◆ Task to complete
Using the forum excerpt on sed below, explain why the preamble was printed in the original poster's solution.

◆ Supplied text
** START **

The output of only the text blocks with English language commentary is perfect, as what I want to do is process about fifty of these files (and possibly much more later), where the English subtitle text is the only stream I'm interested in, but it's not consistent which stream the English text will be in.
Thus the purpose of my script is to identify the stream number specifically for the English text stream and then use that information in a following script via MKVToolNix to strip all the non English Text streams, leaving only the English ones in place. I'll probably also dump the English streams to a .srt file to keep separately as a backup.
This might work for you (GNU sed):
sed -n '/^Text #/!{H;$!d};x;/^General$/Md;/English/p' file
The instruction /^General$/Md
will throw away the preamble i.e. any text before the first Text #
line.
Or you may prefer:
sed -n '/^Text #/!{H;$!d};x;/^Text #/M!d;/English/p' file
or:
sed -n '/^Text #/!{H;$!d};x;/^\nGeneral\n/d;/English/p' file
N.B. The preamble was only printed in the OP's solution because it included the text English
.

** END **

◆ Supplied information
** START **

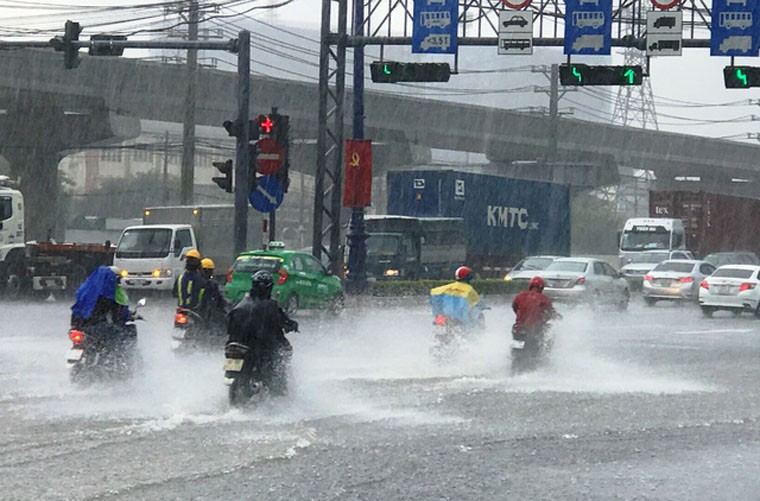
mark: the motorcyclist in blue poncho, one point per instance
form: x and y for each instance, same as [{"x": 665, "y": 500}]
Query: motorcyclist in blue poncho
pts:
[{"x": 101, "y": 300}]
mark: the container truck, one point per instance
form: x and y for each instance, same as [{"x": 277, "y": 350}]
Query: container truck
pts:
[
  {"x": 712, "y": 222},
  {"x": 40, "y": 268},
  {"x": 504, "y": 219},
  {"x": 150, "y": 255},
  {"x": 406, "y": 247}
]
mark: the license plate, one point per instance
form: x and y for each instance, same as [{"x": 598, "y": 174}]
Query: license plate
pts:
[
  {"x": 233, "y": 364},
  {"x": 74, "y": 355}
]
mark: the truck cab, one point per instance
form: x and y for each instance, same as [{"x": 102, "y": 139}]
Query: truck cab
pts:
[
  {"x": 150, "y": 256},
  {"x": 11, "y": 220},
  {"x": 646, "y": 234}
]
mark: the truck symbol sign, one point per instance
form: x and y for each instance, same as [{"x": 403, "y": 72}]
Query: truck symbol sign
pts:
[
  {"x": 593, "y": 42},
  {"x": 665, "y": 22},
  {"x": 436, "y": 42},
  {"x": 737, "y": 43}
]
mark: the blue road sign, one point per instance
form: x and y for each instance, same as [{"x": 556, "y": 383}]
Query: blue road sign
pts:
[
  {"x": 435, "y": 27},
  {"x": 268, "y": 194},
  {"x": 588, "y": 27},
  {"x": 733, "y": 28}
]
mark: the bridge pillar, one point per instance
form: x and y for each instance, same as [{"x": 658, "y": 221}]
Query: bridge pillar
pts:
[{"x": 38, "y": 170}]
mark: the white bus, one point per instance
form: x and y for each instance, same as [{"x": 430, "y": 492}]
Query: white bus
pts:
[{"x": 649, "y": 233}]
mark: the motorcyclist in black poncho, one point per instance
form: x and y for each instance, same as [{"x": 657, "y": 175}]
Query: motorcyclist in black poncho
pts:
[{"x": 260, "y": 323}]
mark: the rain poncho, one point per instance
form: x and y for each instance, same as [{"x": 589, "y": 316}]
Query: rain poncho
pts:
[
  {"x": 101, "y": 283},
  {"x": 455, "y": 300}
]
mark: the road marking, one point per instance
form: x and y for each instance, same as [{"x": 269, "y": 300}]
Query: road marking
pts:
[{"x": 715, "y": 331}]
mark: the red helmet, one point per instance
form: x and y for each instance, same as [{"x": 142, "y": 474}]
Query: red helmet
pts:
[
  {"x": 463, "y": 273},
  {"x": 536, "y": 283}
]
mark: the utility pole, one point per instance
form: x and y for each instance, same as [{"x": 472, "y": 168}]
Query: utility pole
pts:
[
  {"x": 356, "y": 281},
  {"x": 165, "y": 176},
  {"x": 242, "y": 154},
  {"x": 188, "y": 125}
]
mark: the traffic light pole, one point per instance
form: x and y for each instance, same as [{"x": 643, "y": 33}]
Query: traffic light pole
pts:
[
  {"x": 242, "y": 155},
  {"x": 356, "y": 281}
]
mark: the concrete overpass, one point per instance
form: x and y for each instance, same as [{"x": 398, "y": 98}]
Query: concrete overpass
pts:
[{"x": 111, "y": 91}]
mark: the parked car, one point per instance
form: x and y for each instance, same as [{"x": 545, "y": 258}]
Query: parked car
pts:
[
  {"x": 675, "y": 279},
  {"x": 300, "y": 280},
  {"x": 723, "y": 258},
  {"x": 644, "y": 262},
  {"x": 586, "y": 280},
  {"x": 731, "y": 288},
  {"x": 529, "y": 267}
]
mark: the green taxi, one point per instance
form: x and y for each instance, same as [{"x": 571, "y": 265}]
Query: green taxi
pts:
[{"x": 300, "y": 280}]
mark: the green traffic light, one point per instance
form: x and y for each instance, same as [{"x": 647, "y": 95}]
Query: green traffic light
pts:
[
  {"x": 577, "y": 74},
  {"x": 630, "y": 75},
  {"x": 740, "y": 75}
]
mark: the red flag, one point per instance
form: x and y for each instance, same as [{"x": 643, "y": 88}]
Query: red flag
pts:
[{"x": 357, "y": 186}]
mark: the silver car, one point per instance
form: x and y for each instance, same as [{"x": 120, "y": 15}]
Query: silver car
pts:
[
  {"x": 675, "y": 279},
  {"x": 586, "y": 280},
  {"x": 644, "y": 262},
  {"x": 733, "y": 288}
]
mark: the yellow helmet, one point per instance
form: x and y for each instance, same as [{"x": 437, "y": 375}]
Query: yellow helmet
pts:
[{"x": 193, "y": 253}]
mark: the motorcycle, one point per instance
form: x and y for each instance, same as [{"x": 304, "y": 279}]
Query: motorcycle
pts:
[
  {"x": 530, "y": 347},
  {"x": 450, "y": 333},
  {"x": 98, "y": 352},
  {"x": 192, "y": 331},
  {"x": 241, "y": 374}
]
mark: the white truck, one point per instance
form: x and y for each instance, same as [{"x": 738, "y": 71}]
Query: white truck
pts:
[
  {"x": 40, "y": 268},
  {"x": 150, "y": 255},
  {"x": 641, "y": 234}
]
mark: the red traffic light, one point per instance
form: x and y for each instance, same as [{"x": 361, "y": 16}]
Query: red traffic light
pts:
[{"x": 265, "y": 124}]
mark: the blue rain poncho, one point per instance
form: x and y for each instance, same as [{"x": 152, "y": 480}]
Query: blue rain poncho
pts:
[{"x": 101, "y": 282}]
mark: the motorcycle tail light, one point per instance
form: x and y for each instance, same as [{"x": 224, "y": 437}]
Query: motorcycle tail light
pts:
[
  {"x": 283, "y": 276},
  {"x": 76, "y": 336},
  {"x": 180, "y": 318}
]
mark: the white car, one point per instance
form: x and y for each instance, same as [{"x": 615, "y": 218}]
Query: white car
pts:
[
  {"x": 644, "y": 262},
  {"x": 586, "y": 280},
  {"x": 733, "y": 288},
  {"x": 675, "y": 279},
  {"x": 529, "y": 267}
]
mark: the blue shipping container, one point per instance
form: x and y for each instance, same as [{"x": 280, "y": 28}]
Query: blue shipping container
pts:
[{"x": 505, "y": 219}]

** END **

◆ Exercise response
The preamble was printed because it included the text "English," which the original poster's solution matched on.